Stockage d’électricité: un point crucial de la transition énergétique

C’est l’un des grands challenges de la transition écologique: le stockage d’électricité. C’est une question au coeur de l’écomobilité et, surtout, de la production d’électricité en général: comment gérer l’intermittence des énergies renouvelables ? Il faut non seulement un stockage à court terme, mais aussi un stockage saisonnier.

Nous passerons ici en revue l’ensemble des systèmes de stockage d’électricité. Globalement, il faudra faire attention à plusieurs éléments:

  • La capacité de stockage évidemment (combien de kWh ?)
  • La puissance (= à quelle vitesse le stockage se remplit et se vide)
  • L’inertie (= combien de temps faut-il au stockage pour être à pleine puissance ?)
  • La durabilité du stockage (est-ce qu’il y a des pertes au fil du temps ?)
  • Le prix et autres aspects pratiques.

C’est un secteur d’innovaiton très actif: l’augmentation du nombre de brevets en matière de stockage d’énergie est plus de 3 fois supérieure à la moyenne depuis 2012. (IAE 2020)

Partie 1. Le stockage d’électricité classique

Il y a actuellement deux systèmes de stockage électriques largement utilisés et matures: le stockage hydraulique et les batteries. S’agissant de stockage stationnaire, sont installés environ 200GWh de stockage, donc 91% de STEP et 5% pour les batteries. (IAE 2020, p.31)

Le stockage hydraulique

Aujourd’hui, le principal mode de stockage d’électricité est sous forme hydraulique, derrière des barrages ou dans des stations de pompage réversibles: les STEP.

Les barrages hydrauliques

Les barrages hydrauliques retiennent des quantités phénoménales d’eau, qui sont autant d’énergie potentielle stockée. Ils peuvent ainsi générer de l’hydroélectricité pour absorber les pics de consommation ou les creux de production, ou encore si leur capacité va être dépassée.

**********

CONSIGNES DE L'EXERCICE:
a. Répondez aux questions suivantes sur le texte consacré au stockage d'électricité, en numérotant vos réponses de la même manière.
(i) Quels sont les deux systèmes de stockage électrique largement utilisés et matures ?
(ii) Dans la liste des éléments à surveiller, que désigne la puissance ?
(iii) Quel est aujourd'hui le principal mode de stockage d'électricité ?
b. Poursuivez le texte sur le stockage d'électricité à partir de sa dernière phrase.

LIGNES AFFICHÉES:
**********

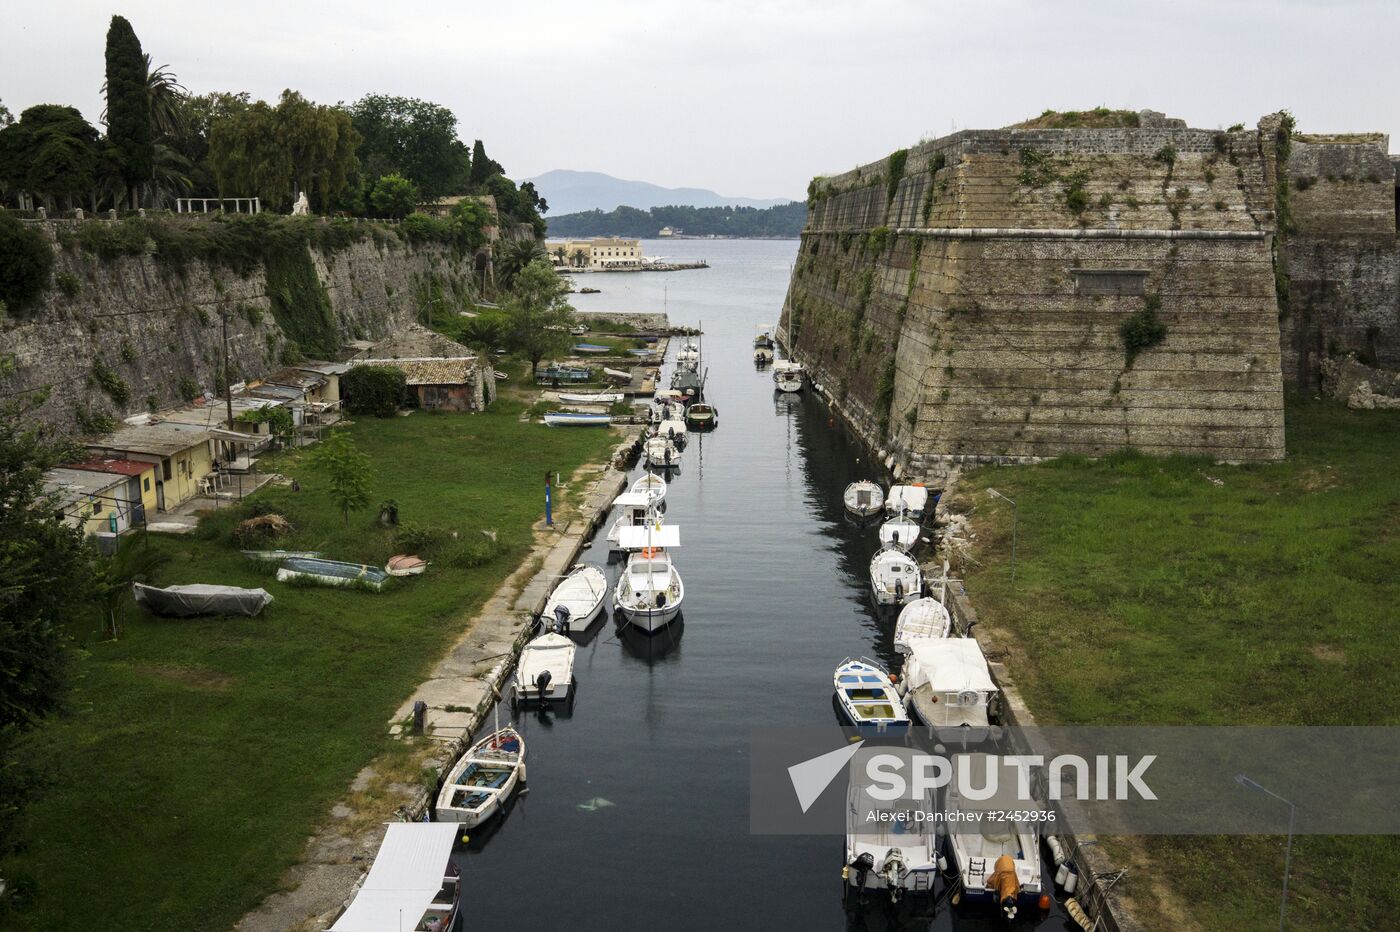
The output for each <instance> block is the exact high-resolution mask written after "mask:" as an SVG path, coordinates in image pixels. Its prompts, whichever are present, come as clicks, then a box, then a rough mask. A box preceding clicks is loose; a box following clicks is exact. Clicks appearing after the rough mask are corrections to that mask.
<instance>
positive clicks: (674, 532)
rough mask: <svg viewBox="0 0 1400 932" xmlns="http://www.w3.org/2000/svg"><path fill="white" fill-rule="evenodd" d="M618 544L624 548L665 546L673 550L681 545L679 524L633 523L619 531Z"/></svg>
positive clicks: (620, 529) (641, 547)
mask: <svg viewBox="0 0 1400 932" xmlns="http://www.w3.org/2000/svg"><path fill="white" fill-rule="evenodd" d="M617 546H619V547H622V549H623V550H641V549H643V547H664V549H666V550H671V549H672V547H679V546H680V526H679V525H661V528H657V526H655V525H633V526H630V528H622V529H620V530H619V532H617Z"/></svg>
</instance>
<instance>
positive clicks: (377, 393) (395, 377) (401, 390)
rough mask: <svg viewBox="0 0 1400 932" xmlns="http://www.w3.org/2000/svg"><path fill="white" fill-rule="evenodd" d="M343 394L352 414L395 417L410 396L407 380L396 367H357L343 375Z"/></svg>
mask: <svg viewBox="0 0 1400 932" xmlns="http://www.w3.org/2000/svg"><path fill="white" fill-rule="evenodd" d="M340 392H342V395H343V396H344V404H346V410H349V411H350V413H351V414H372V416H375V417H393V413H395V411H396V410H399V406H400V404H403V400H405V396H406V395H407V379H406V378H405V376H403V372H400V371H399V369H396V368H393V367H392V365H356V367H351V368H350V371H349V372H346V374H344V375H343V376H340Z"/></svg>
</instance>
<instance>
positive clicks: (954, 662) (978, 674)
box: [904, 638, 997, 693]
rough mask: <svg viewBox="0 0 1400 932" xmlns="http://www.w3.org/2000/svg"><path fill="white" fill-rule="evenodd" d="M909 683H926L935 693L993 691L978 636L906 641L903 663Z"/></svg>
mask: <svg viewBox="0 0 1400 932" xmlns="http://www.w3.org/2000/svg"><path fill="white" fill-rule="evenodd" d="M904 670H906V679H909V680H910V686H914V687H918V686H923V684H924V683H927V684H928V686H930V689H932V690H934V691H935V693H962V691H963V690H995V689H997V684H995V683H993V680H991V673H990V672H988V670H987V658H984V656H983V655H981V645H979V644H977V638H917V640H914V641H909V661H906V663H904Z"/></svg>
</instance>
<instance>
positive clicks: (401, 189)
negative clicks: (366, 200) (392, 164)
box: [370, 172, 419, 220]
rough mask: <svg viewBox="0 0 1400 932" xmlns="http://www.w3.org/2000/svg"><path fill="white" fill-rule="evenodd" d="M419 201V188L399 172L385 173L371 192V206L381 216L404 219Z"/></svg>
mask: <svg viewBox="0 0 1400 932" xmlns="http://www.w3.org/2000/svg"><path fill="white" fill-rule="evenodd" d="M417 203H419V189H417V188H414V186H413V182H410V181H409V179H407V178H405V176H403V175H399V174H398V172H393V174H389V175H385V176H384V178H381V179H379V181H377V182H375V183H374V190H372V192H370V206H371V207H372V209H374V213H377V214H378V216H381V217H391V218H393V220H403V218H405V217H407V216H409V214H412V213H413V209H414V207H416V206H417Z"/></svg>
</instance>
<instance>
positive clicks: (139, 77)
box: [106, 17, 153, 209]
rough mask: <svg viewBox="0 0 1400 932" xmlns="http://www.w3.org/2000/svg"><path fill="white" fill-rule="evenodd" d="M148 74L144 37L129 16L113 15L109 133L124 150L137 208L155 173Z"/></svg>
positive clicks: (132, 198) (106, 134)
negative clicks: (150, 177)
mask: <svg viewBox="0 0 1400 932" xmlns="http://www.w3.org/2000/svg"><path fill="white" fill-rule="evenodd" d="M148 77H150V74H148V71H147V62H146V55H144V53H143V52H141V41H140V39H137V38H136V32H134V31H133V29H132V24H130V22H127V21H126V18H125V17H112V24H111V27H108V31H106V137H108V140H111V143H112V144H113V146H115V147H116V150H118V151H119V153H120V157H122V162H120V164H122V176H123V178H125V181H126V185H127V188H129V189H130V192H132V207H133V209H134V207H136V206H137V204H139V203H140V202H139V195H137V189H139V186H141V185H144V183H146V182H147V181H150V176H151V158H153V150H151V146H153V140H151V105H150V97H148V94H147V80H148Z"/></svg>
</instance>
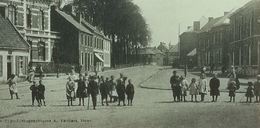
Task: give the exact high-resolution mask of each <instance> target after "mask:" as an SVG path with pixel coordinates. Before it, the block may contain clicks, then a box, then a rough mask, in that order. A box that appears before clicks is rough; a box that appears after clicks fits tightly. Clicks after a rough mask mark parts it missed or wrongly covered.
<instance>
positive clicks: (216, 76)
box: [209, 74, 220, 102]
mask: <svg viewBox="0 0 260 128" xmlns="http://www.w3.org/2000/svg"><path fill="white" fill-rule="evenodd" d="M219 86H220V80H219V79H218V78H217V74H214V77H213V78H212V79H211V80H210V82H209V87H210V95H211V96H212V102H216V101H217V100H218V96H219Z"/></svg>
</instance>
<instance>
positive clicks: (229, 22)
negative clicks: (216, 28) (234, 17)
mask: <svg viewBox="0 0 260 128" xmlns="http://www.w3.org/2000/svg"><path fill="white" fill-rule="evenodd" d="M233 13H234V11H230V12H229V13H227V14H226V15H224V16H223V17H221V18H220V19H219V20H218V21H217V22H216V23H215V24H214V25H213V27H217V26H220V25H225V24H230V19H229V18H230V16H231V15H232V14H233Z"/></svg>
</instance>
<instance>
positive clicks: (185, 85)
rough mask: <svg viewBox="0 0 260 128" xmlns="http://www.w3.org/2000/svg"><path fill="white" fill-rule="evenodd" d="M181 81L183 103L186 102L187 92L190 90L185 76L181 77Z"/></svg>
mask: <svg viewBox="0 0 260 128" xmlns="http://www.w3.org/2000/svg"><path fill="white" fill-rule="evenodd" d="M180 80H181V82H180V85H181V101H184V102H186V96H187V90H188V87H189V82H188V80H187V79H186V78H185V77H183V76H181V78H180Z"/></svg>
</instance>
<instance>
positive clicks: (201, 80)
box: [198, 73, 208, 102]
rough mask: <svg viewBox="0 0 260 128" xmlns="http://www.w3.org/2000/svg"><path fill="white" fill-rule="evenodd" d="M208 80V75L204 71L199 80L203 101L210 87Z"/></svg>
mask: <svg viewBox="0 0 260 128" xmlns="http://www.w3.org/2000/svg"><path fill="white" fill-rule="evenodd" d="M207 84H208V81H207V79H206V75H205V74H204V73H203V74H201V77H200V80H199V85H198V88H199V94H200V95H201V101H202V102H203V101H204V98H205V95H207V91H208V87H207Z"/></svg>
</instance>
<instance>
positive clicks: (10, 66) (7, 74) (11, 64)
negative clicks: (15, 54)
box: [7, 56, 12, 79]
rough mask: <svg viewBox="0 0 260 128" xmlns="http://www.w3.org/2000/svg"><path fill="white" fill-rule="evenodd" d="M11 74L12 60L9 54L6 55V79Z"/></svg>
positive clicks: (11, 74) (9, 77) (11, 71)
mask: <svg viewBox="0 0 260 128" xmlns="http://www.w3.org/2000/svg"><path fill="white" fill-rule="evenodd" d="M11 75H12V61H11V56H7V79H9V78H10V76H11Z"/></svg>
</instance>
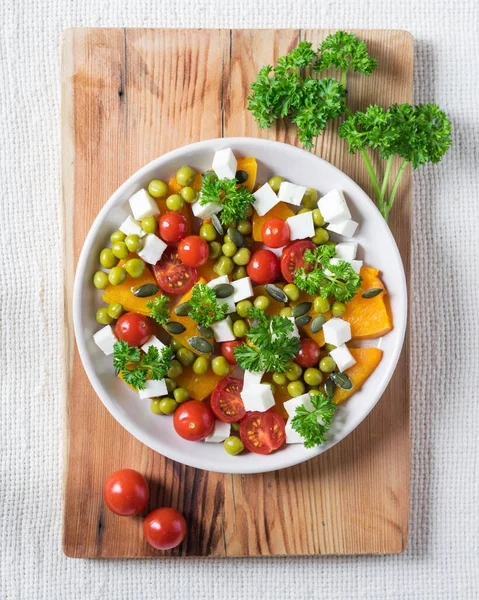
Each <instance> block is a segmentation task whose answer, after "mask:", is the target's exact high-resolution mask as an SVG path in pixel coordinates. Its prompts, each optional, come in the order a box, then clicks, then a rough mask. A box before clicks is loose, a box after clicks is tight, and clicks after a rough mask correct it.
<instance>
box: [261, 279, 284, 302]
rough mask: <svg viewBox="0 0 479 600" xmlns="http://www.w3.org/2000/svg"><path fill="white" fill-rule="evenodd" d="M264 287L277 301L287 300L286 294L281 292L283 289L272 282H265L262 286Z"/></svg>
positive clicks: (283, 292) (280, 301)
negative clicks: (262, 285) (276, 285)
mask: <svg viewBox="0 0 479 600" xmlns="http://www.w3.org/2000/svg"><path fill="white" fill-rule="evenodd" d="M264 289H265V290H266V291H267V292H268V294H269V295H270V296H271V298H273V300H276V301H277V302H287V301H288V296H286V294H285V293H284V292H283V290H282V289H281V288H279V287H277V286H276V285H273V284H272V283H267V284H266V285H265V286H264Z"/></svg>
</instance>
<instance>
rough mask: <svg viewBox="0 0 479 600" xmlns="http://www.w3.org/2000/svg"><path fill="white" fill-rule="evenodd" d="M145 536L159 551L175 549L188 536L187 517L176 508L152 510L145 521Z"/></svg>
mask: <svg viewBox="0 0 479 600" xmlns="http://www.w3.org/2000/svg"><path fill="white" fill-rule="evenodd" d="M143 535H144V536H145V539H146V541H147V542H148V543H149V544H150V545H151V546H153V548H156V549H157V550H170V548H175V546H178V545H179V544H181V542H182V541H183V540H184V538H185V535H186V521H185V517H184V516H183V515H182V514H181V513H180V512H178V511H177V510H176V509H174V508H168V507H164V508H157V509H156V510H152V511H151V513H148V514H147V515H146V517H145V520H144V521H143Z"/></svg>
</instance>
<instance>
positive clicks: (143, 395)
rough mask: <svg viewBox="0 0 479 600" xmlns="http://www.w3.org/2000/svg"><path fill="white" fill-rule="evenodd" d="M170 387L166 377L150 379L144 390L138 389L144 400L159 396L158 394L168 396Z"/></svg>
mask: <svg viewBox="0 0 479 600" xmlns="http://www.w3.org/2000/svg"><path fill="white" fill-rule="evenodd" d="M167 393H168V389H167V387H166V383H165V380H164V379H158V380H156V379H148V381H147V382H146V384H145V389H144V390H138V394H139V396H140V398H141V399H142V400H144V399H145V398H157V397H158V396H166V394H167Z"/></svg>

**********

RÉPONSES AUX CONSIGNES:
a.
(i) Le stockage hydraulique et les batteries.
(ii) La vitesse à laquelle le stockage se remplit et se vide.
(iii) Le stockage sous forme hydraulique, derrière des barrages ou dans des stations de pompage réversibles (les STEP).

b.
Stations de transfert d’énergie par pompage: les STEP

Les stations de transfert d’énergie par pompage (STEP) sont des systèmes de stockage très similaires aux barrages, à l’exception du fait qu’ils peuvent remonter l’eau qu’ils libèrent. Contrairement aux barrages, qui peuvent être principalement voués à la production d’électricité (par exemple s’il y a un flux très fort d’eau de l’amont vers l’aval), les STEP sont essentiellement des systèmes de gestion de la charge électrique sur le réseau. Les barrages ont vocation à capter un flux, les STEP non.

En général, vous allez avoir un bassin amont qui est connecté à un bassin aval: lorsqu’il faut de l’électricité, on laisse couler l’eau du haut vers le bas, puis, lorsqu’il y a un surplus, on pompe l’eau en chemin inverse.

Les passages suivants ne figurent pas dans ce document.